* **Short exercise**: Return every row that contains the word "uniform", matching case exactly.

* **Data to process**:
☆ ☆ ☆
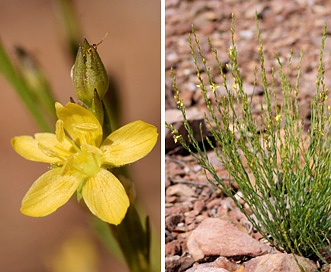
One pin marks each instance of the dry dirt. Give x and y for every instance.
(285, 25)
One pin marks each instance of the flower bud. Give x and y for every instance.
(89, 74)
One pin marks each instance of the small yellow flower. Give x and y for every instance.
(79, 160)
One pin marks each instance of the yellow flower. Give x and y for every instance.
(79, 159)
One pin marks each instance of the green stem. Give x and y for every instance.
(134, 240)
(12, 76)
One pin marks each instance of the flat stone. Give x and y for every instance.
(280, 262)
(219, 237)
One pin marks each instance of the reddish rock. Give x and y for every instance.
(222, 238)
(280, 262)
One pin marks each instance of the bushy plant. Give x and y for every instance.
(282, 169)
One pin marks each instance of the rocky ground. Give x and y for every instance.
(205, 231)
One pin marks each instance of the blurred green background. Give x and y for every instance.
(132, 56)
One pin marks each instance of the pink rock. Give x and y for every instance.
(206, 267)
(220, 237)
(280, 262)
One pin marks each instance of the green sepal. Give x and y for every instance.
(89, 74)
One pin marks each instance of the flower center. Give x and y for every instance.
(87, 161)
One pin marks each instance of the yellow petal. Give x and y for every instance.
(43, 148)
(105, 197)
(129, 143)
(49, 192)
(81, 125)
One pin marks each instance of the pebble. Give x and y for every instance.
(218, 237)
☆ ☆ ☆
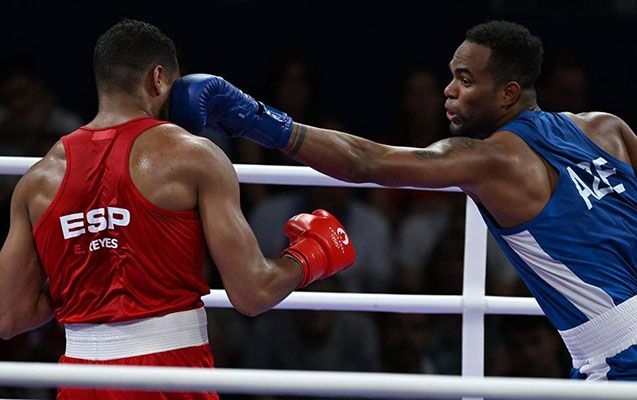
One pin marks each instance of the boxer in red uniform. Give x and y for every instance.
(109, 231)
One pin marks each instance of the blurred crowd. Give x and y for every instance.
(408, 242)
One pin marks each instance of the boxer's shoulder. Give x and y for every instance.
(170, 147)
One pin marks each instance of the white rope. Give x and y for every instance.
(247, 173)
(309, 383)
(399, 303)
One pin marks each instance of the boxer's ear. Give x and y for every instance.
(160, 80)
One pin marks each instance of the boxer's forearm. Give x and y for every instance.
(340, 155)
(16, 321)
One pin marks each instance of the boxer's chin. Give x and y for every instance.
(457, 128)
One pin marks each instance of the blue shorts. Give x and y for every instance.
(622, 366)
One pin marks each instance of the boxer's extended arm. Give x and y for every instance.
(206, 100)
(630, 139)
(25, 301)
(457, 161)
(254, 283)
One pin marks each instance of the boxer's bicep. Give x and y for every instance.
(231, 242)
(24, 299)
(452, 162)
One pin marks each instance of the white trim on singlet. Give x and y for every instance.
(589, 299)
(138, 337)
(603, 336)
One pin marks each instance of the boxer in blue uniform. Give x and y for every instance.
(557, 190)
☆ ☆ ☆
* **Reply**:
One pin marks each instance of the boxer in red uniform. Give x and y for every instance.
One pin marks each instance of the boxer in blue uniform. Give x and y for every instance.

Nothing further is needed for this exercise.